## Extracted text:
○ ○ ○ ○ ○ ○ ○

Bulk Seed with Variance Report

What

Bulk-seed 1000+ records idempotently across five tables (products, accounts, transactions, conversations, messages) by creating a fresh async service per parent entity, committing per parent, and finally emitting a variance table that contrasts expected vs actual counts so partial failures are obvious at a glance.

Project Context

In full_project_context_updated.txt -> app/seed_database.py, products are committed one-at-a-time because accounts need their FK to resolve. Accounts commit per customer so one customer crash does not abort the rest of the batch. Transactions commit per account for the same reason. The expected-vs-actual report at the end tells the operator that, e.g., 94 of 100 customers succeeded and 6 failed silently — far better than seeing a single generic success line over a half-empty database.

How

Per-parent commit, fresh service per loop iteration


async def seed_products() -> list[int]:
    product_ids, products_failed = [], 0
    for data in SAMPLE_PRODUCTS:
        async with ProductService() as service:
            try:
                product = await service.repo.create(data)
                await service.commit()  # commit each product individually
                product_ids.append(product.id)
            except Exception as e:
                products_failed += 1
                try:
                    await service.rollback()
                except Exception:
                    pass
                logger.warning(f"Skipped product {data.get('name')}: {str(e)[:200]}")
    return product_ids
 
 
async def seed_accounts(customer_ids, product_ids):
    for idx, customer_id in enumerate(customer_ids):
        async with AccountService() as service:
            num_accounts = 2 + (idx % 2)  # 2 or 3 accounts per customer
            for j in range(num_accounts):
                try:
                    account_data = {
                        "account_number": f"ACC{customer_id}{j:02d}",
                        "customer_id": customer_id,
                        "product_id": product_ids[j % len(product_ids)],
                        ...
                    }
                    account = await service.repo.create(account_data)
                    account_ids.append(account.id)
                except Exception:
                    accounts_failed += 1
                    continue
            await service.commit()
    return account_ids

async with per parent entity guarantees the session closes on partial failure, freeing the connection back to the pool.
service.commit() after the parent group’s create calls groups inserts into one transaction per parent. If the parent succeeds but a child fails, only the child is rolled back; the parent stays.

End-of-run variance report


def render_variance_report(expected, actual):
    for entity in ("customers", "products", "accounts", "transactions",
                   "conversations", "messages"):
        e, a = expected[entity], actual[entity]
        logger.info(f"{entity:<14} expected={e:,} actual={a:,} "
                    f"variance={a - e:+,}")

○ ○ ○ ○ ○ ○ ○

Labeled region records:

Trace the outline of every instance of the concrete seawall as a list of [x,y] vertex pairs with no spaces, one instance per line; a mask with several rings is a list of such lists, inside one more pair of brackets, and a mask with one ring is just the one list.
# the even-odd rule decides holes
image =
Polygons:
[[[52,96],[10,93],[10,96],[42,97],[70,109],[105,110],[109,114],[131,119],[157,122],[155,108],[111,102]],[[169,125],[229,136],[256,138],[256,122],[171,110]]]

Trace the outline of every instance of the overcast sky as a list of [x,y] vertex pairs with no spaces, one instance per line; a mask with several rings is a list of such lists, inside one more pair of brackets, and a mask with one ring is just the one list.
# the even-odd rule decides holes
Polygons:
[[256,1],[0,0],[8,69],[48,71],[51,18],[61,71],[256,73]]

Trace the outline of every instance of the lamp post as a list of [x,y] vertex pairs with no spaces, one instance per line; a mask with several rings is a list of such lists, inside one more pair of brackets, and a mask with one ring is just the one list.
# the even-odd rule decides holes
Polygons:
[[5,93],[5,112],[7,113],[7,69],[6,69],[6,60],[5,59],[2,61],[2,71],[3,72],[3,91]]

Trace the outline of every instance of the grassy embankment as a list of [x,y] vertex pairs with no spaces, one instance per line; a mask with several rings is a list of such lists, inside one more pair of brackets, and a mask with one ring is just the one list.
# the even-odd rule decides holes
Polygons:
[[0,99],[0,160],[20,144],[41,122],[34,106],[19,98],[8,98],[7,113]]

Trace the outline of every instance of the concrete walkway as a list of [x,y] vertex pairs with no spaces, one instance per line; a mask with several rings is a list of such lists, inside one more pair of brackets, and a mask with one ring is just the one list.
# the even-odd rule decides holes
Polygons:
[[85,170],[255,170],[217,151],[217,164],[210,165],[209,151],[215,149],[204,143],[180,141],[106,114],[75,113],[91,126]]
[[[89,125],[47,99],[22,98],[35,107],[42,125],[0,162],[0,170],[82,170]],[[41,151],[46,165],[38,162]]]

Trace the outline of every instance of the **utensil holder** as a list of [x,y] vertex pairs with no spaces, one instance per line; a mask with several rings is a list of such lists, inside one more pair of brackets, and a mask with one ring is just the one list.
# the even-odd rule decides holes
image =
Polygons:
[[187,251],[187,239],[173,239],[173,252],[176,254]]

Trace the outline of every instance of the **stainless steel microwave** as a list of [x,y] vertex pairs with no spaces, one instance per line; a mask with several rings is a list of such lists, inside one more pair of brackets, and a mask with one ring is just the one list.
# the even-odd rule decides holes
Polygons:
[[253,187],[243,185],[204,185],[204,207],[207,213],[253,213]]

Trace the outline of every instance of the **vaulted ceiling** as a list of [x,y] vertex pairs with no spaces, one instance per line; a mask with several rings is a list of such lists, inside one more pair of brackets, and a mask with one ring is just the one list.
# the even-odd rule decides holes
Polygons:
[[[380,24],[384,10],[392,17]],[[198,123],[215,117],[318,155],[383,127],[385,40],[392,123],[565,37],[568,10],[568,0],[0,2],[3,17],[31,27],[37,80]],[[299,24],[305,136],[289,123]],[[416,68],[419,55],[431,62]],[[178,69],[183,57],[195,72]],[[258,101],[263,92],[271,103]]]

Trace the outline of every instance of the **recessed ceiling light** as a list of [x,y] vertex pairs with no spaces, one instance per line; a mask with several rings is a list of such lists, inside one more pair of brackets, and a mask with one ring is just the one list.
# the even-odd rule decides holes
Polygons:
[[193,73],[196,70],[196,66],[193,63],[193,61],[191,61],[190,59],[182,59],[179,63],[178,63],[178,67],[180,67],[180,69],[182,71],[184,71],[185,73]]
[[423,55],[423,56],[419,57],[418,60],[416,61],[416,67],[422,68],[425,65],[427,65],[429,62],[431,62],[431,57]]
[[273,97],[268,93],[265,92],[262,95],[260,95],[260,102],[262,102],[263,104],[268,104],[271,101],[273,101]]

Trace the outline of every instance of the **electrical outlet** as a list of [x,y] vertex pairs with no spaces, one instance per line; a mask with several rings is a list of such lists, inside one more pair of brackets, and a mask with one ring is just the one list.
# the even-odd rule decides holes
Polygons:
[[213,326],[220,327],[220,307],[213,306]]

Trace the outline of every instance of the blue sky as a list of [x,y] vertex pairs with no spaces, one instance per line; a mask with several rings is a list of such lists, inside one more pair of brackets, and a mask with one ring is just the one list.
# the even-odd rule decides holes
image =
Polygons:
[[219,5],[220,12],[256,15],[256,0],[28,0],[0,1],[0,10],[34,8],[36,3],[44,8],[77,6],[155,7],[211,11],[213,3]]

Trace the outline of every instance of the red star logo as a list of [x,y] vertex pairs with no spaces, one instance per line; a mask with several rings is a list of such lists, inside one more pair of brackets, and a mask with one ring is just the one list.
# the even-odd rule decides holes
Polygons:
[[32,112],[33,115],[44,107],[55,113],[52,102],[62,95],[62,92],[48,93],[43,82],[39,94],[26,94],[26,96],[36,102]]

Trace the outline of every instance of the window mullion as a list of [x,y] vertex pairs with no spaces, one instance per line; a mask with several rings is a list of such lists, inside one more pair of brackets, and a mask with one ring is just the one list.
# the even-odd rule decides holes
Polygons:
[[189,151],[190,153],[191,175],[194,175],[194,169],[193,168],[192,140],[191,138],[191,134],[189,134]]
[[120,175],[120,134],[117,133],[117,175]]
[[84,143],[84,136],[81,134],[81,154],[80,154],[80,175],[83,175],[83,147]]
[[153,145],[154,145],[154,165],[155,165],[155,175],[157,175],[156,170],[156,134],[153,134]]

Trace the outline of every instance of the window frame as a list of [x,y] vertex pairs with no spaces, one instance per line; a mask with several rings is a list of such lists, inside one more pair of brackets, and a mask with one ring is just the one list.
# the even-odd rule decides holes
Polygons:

○ ○ ○ ○ ○ ○ ○

## Required actions:
1. Name every table listed in the parentheses of the "What" section of the bulk seed write-up.
2. Continue the bulk seed write-up from its final line onward.

## Task-by-task answers:
1. products, accounts, transactions, conversations, messages

2.
    success_rate = actual["total"] / expected["total"] * 100
    if success_rate >= 99.0:
        logger.info(f"PASSED — {success_rate:.2f}% success")
    elif success_rate >= 95.0:
        logger.info(f"WARNING — {success_rate:.2f}% success")
    else:
        logger.info(f"FAILED — {success_rate:.2f}% success")

Logging str(e)[:200] trims tracebacks to the first 200 chars to avoid spamming the log — long DB driver errors are usually prefixes that already identify the cause.
The variance report converts silent partial failure into an explicit (actual, expected, variance) table so CI can grep for FAILED and fail the run.

Top-to-Bottom Code Walkthrough (`app/seed_database.py`)

app/seed_database.py is a long script with consistent structure: imports at the top, constants in the middle, per-entity async seeders, an end-of-run variance report, and a CLI shim. Here is the walkthrough.

Imports: asyncio, logging, datetime/timedelta/timezone, Decimal for monetary amounts (never subtract with floats when dealing with money — Decimal preserves precision), Faker from faker for realistic UK data via Faker("en_GB"). From sqlalchemy: text (raw SQL wrapper) and delete (bulk DELETE). From sqlalchemy.ext.asyncio: AsyncSession typing. From app.database: AsyncSessionLocal (the session factory), engine (the async engine), Base (the declarative base). From app.services: a long list of services because each entity has its own service layer (CustomerService, ProductService, AccountService, TransactionService, ConversationService, MessageService, SecurityService). From app.models: the enums AccountType, AccountStatus, MessageRole, ConversationChannel, and the FAQ model.

logging.basicConfig(level=logging.INFO) is used because the script runs as a standalone CLI (python -m app.seed_database --clear --customers 200) and doesn’t go through setup_logging() in app/logger.py. This is intentional — the seed script shouldn’t be sensitive to app-level log config; it logs to the console. The __name__ == "__main__"-attached logger logger = logging.getLogger(__name__) follows the standard pattern.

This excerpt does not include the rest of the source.